> About this task
Each line of the listing where "below" appears should be reported.
### Source material ###
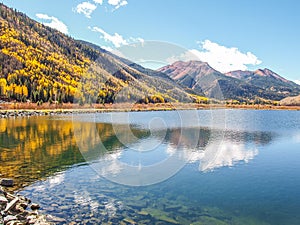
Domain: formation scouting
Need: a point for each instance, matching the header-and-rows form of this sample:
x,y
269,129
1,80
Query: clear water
x,y
187,167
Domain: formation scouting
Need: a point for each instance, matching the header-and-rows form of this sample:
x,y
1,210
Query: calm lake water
x,y
175,167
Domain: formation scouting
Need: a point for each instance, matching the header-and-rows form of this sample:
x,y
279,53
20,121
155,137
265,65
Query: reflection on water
x,y
211,175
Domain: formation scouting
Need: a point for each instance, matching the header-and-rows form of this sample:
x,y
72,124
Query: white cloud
x,y
86,8
98,1
221,58
297,81
54,23
117,3
116,39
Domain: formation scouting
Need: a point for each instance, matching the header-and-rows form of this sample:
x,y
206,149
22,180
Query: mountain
x,y
41,64
202,78
267,80
291,101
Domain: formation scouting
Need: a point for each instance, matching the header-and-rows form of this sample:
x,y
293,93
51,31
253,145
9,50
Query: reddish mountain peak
x,y
269,73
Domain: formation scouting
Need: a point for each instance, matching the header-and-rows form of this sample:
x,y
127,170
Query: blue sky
x,y
228,34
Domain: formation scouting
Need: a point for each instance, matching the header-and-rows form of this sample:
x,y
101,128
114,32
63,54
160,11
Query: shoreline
x,y
25,109
14,208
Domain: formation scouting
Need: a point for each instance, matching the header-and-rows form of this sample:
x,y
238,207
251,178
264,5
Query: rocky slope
x,y
202,78
267,80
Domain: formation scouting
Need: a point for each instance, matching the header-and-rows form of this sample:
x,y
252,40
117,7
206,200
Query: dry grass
x,y
136,107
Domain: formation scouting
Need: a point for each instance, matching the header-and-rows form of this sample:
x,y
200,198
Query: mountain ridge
x,y
232,85
41,64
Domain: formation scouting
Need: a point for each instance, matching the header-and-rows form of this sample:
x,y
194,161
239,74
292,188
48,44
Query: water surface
x,y
190,167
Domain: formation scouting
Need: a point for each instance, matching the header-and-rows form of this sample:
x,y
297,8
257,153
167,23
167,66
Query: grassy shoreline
x,y
45,109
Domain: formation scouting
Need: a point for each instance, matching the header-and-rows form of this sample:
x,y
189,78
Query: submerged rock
x,y
13,209
6,182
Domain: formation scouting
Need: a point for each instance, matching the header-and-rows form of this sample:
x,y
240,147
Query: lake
x,y
167,167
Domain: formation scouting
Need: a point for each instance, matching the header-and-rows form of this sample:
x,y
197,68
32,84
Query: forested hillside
x,y
40,64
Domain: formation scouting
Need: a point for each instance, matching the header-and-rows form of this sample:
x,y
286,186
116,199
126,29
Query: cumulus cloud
x,y
98,1
221,58
115,39
86,8
117,3
54,22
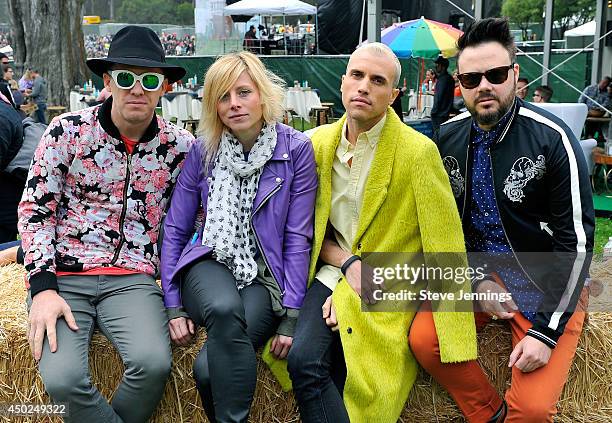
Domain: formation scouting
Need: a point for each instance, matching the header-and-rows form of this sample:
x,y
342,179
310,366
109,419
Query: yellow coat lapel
x,y
375,190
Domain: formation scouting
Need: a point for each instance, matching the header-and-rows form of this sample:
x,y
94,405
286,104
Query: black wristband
x,y
348,262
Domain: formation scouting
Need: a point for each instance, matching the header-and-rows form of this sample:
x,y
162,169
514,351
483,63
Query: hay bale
x,y
587,396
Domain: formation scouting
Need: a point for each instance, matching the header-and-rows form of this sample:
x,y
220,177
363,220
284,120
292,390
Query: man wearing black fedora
x,y
89,222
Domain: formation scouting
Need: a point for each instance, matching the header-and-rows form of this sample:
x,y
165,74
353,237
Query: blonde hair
x,y
381,49
218,81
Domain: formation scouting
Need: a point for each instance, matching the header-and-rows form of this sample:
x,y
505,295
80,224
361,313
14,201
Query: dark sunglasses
x,y
494,76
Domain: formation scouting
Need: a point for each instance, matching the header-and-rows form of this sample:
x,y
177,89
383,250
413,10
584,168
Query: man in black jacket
x,y
522,189
11,139
443,97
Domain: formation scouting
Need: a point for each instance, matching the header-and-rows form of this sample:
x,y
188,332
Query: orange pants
x,y
532,397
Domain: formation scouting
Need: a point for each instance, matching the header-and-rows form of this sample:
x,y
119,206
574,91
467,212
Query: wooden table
x,y
603,163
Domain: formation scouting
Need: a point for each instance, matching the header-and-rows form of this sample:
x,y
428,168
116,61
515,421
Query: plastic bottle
x,y
608,249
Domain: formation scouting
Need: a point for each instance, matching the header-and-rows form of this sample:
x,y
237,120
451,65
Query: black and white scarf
x,y
230,201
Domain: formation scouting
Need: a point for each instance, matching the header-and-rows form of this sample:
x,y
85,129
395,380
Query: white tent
x,y
274,8
270,8
586,30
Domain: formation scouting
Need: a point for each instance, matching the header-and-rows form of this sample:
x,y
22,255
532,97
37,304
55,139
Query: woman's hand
x,y
281,345
182,330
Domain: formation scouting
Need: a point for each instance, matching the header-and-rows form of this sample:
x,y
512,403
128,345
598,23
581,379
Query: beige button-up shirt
x,y
350,172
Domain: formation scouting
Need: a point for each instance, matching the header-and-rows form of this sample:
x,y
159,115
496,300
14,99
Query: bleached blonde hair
x,y
219,79
381,49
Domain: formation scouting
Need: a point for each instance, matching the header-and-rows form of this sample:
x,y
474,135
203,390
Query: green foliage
x,y
567,13
570,13
156,11
603,231
523,12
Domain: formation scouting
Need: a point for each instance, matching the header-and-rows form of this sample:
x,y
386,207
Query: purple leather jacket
x,y
282,217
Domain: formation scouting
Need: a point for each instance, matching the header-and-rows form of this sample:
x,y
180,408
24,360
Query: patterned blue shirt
x,y
484,231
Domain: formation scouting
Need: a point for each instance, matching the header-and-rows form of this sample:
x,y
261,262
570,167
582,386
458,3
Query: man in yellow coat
x,y
382,188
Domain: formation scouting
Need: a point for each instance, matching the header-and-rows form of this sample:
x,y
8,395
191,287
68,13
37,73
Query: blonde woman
x,y
242,272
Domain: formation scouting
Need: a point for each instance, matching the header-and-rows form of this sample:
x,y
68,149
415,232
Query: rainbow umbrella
x,y
422,38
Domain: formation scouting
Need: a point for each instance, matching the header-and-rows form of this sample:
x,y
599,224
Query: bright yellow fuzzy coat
x,y
407,207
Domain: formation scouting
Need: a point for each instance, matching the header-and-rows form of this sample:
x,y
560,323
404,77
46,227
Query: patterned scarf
x,y
230,201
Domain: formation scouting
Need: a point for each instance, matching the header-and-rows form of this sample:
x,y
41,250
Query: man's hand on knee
x,y
329,314
529,354
182,330
47,307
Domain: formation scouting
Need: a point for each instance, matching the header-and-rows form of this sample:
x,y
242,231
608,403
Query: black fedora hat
x,y
136,46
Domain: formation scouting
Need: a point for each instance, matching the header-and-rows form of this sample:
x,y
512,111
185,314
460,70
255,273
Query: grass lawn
x,y
603,230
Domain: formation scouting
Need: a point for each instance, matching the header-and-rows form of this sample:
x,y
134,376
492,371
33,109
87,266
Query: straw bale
x,y
587,396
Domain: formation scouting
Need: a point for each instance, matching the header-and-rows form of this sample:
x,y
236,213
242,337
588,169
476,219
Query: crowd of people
x,y
266,230
98,45
5,39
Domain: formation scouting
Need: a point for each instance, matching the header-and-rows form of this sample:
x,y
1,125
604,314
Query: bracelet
x,y
348,262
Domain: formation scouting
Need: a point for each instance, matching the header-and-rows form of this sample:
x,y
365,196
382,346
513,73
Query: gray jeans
x,y
129,311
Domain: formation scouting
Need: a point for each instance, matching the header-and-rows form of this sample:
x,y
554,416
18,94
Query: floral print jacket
x,y
89,204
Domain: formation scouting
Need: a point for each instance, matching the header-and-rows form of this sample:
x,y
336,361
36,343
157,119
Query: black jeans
x,y
316,363
237,323
40,113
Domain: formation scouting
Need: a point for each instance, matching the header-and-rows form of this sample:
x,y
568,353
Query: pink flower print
x,y
149,163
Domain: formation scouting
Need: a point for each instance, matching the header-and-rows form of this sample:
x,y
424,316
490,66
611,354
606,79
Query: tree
x,y
47,36
523,12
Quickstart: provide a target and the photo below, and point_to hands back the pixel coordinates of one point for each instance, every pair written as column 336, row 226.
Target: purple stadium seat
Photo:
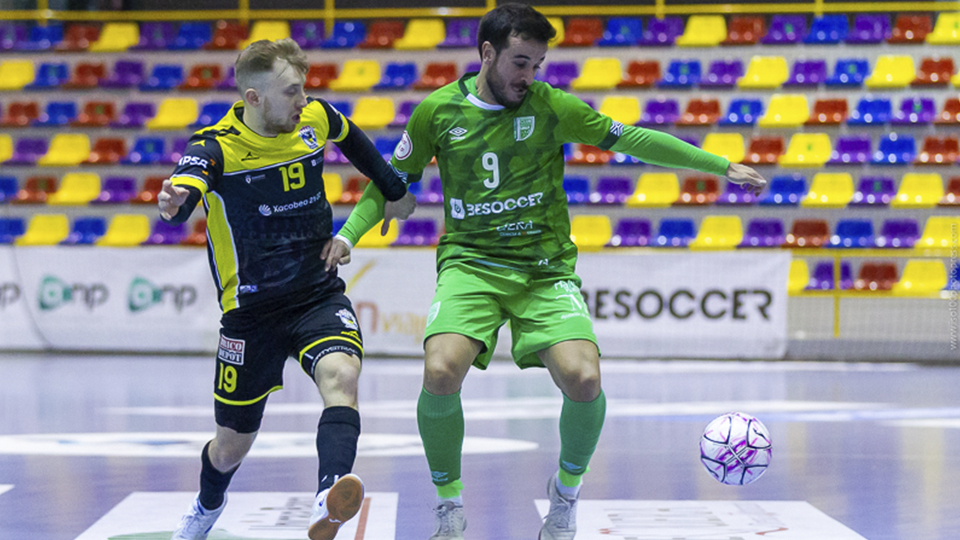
column 631, row 232
column 851, row 149
column 764, row 232
column 874, row 191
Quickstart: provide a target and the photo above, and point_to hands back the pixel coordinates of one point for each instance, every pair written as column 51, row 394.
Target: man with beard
column 259, row 172
column 507, row 255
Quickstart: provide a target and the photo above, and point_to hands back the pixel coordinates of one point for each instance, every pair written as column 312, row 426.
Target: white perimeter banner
column 699, row 305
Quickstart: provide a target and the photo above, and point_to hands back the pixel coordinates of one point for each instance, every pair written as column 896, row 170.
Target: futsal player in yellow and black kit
column 259, row 175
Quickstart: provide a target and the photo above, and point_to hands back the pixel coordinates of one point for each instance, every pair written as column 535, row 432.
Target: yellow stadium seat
column 126, row 230
column 786, row 110
column 269, row 30
column 332, row 187
column 66, row 149
column 174, row 114
column 703, row 31
column 658, row 190
column 45, row 230
column 373, row 112
column 116, row 37
column 373, row 238
column 940, row 232
column 15, row 74
column 421, row 34
column 765, row 72
column 921, row 277
column 718, row 232
column 919, row 190
column 76, row 189
column 357, row 76
column 799, row 276
column 590, row 233
column 623, row 109
column 728, row 145
column 946, row 31
column 892, row 72
column 598, row 74
column 829, row 190
column 807, row 150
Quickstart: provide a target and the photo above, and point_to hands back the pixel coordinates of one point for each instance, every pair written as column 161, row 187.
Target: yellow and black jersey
column 267, row 213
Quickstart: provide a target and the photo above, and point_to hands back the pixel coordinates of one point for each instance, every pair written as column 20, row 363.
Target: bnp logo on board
column 143, row 295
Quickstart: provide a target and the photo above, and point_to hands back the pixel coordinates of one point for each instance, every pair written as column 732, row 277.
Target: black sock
column 213, row 483
column 337, row 435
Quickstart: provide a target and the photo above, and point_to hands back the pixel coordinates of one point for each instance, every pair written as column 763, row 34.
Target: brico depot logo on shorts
column 56, row 293
column 143, row 295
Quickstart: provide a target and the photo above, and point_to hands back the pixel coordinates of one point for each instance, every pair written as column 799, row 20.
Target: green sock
column 580, row 425
column 440, row 419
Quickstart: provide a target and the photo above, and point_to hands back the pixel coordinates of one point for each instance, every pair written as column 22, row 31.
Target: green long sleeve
column 662, row 149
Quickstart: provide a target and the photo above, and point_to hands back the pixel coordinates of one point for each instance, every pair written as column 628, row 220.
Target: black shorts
column 255, row 346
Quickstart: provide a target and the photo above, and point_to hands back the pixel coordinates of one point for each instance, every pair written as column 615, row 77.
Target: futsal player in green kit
column 507, row 254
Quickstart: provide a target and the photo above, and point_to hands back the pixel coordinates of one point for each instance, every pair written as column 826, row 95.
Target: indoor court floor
column 101, row 447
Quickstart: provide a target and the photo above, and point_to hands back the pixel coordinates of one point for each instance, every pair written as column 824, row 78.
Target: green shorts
column 475, row 300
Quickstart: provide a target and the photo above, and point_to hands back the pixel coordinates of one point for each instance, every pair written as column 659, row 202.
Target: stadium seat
column 785, row 190
column 785, row 29
column 745, row 30
column 126, row 230
column 621, row 32
column 107, row 151
column 722, row 74
column 728, row 145
column 703, row 31
column 698, row 191
column 421, row 34
column 765, row 72
column 116, row 37
column 675, row 232
column 808, row 233
column 598, row 74
column 117, row 190
column 853, row 233
column 461, row 34
column 681, row 74
column 437, row 74
column 631, row 232
column 892, row 72
column 869, row 29
column 851, row 149
column 763, row 232
column 718, row 232
column 655, row 190
column 640, row 74
column 45, row 230
column 16, row 74
column 919, row 190
column 66, row 149
column 828, row 30
column 174, row 114
column 582, row 32
column 849, row 72
column 807, row 150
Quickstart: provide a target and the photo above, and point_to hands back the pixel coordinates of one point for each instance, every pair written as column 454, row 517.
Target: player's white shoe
column 197, row 522
column 561, row 520
column 334, row 506
column 450, row 521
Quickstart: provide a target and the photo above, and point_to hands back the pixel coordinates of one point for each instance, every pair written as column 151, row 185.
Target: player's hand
column 741, row 174
column 401, row 208
column 171, row 198
column 335, row 252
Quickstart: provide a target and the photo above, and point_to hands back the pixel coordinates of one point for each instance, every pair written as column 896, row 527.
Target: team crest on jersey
column 309, row 137
column 524, row 127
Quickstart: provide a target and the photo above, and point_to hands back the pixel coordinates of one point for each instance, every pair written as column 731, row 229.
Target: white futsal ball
column 735, row 448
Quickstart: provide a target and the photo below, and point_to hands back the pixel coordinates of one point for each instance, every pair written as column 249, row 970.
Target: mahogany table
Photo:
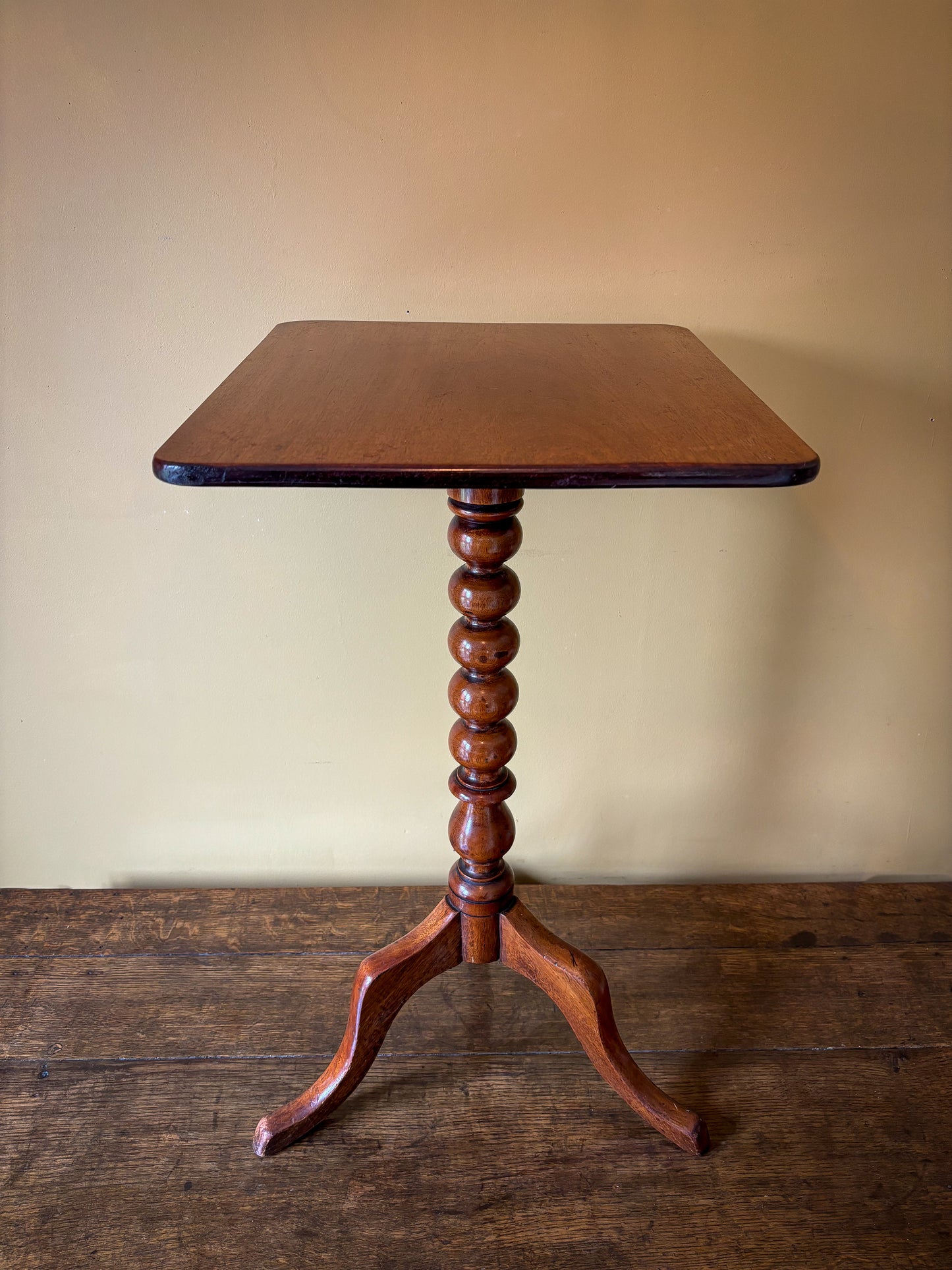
column 485, row 409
###
> Task response
Quickstart: provide a target and the photo below, and point_to hands back the pixel coordinates of one point for each instance, every pair written as column 336, row 226.
Quickstart: provide a target and the photo below, and point_to hands back the pixel coordinates of one point for each instance, every pair written as column 249, row 970.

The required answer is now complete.